**Task prompt**: A faithful copy of the entries, without any pictures, is what is needed here.

══════════════════════════════

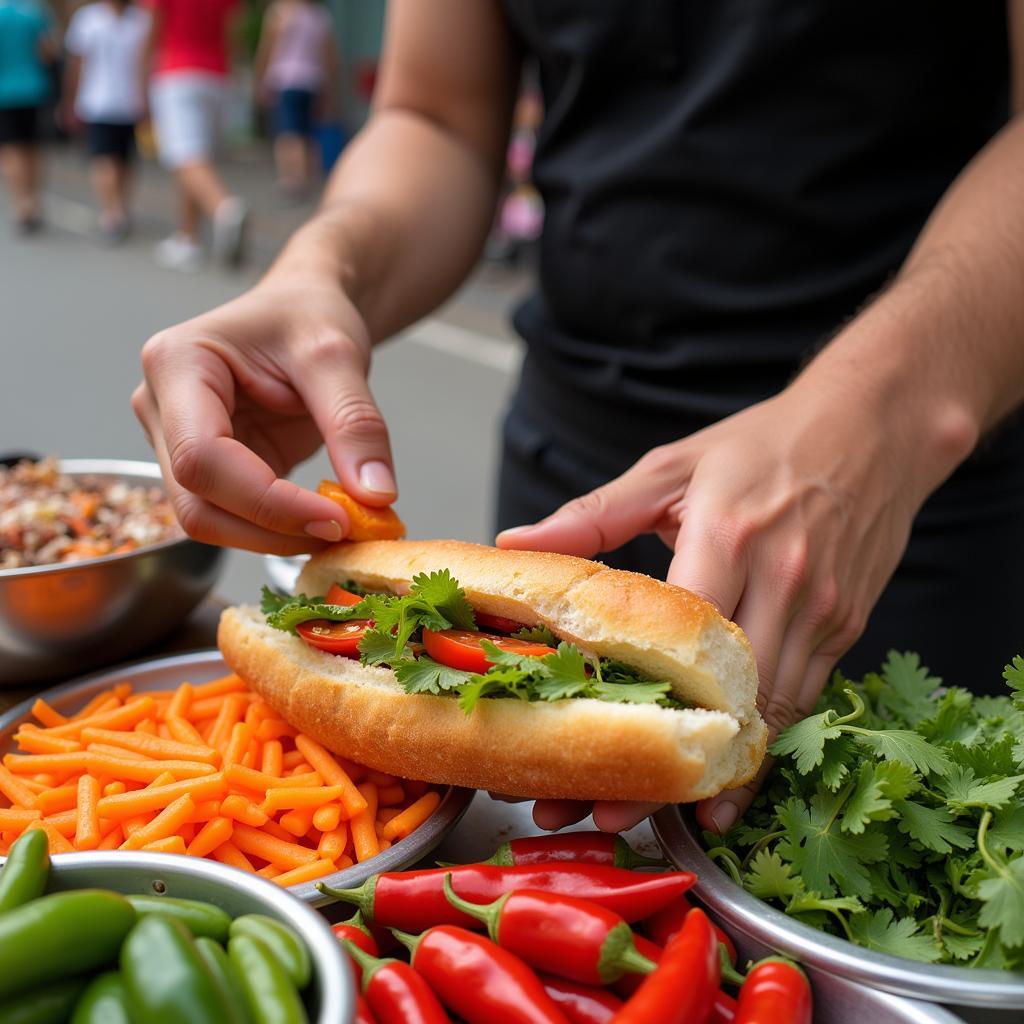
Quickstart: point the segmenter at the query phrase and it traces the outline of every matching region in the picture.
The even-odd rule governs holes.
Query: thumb
[[[682,460],[669,466],[645,456],[622,476],[578,498],[546,519],[498,534],[499,548],[558,551],[591,558],[642,533],[653,533],[676,500],[684,475]]]
[[[384,417],[366,382],[365,357],[352,342],[321,346],[316,369],[300,374],[296,387],[341,486],[366,505],[390,505],[398,497],[394,462]]]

══════════════════════════════

**Written answer**:
Quickstart: point the segmenter at the query phrase and it traces the outline of every matching region in the picture.
The even-odd rule governs holes.
Query: thumb
[[[682,460],[669,466],[645,456],[622,476],[578,498],[546,519],[498,534],[499,548],[558,551],[591,558],[642,533],[653,533],[676,500],[684,475]]]
[[[384,417],[366,382],[365,357],[352,342],[321,346],[316,369],[300,374],[296,387],[341,486],[366,505],[390,505],[398,497],[394,462]]]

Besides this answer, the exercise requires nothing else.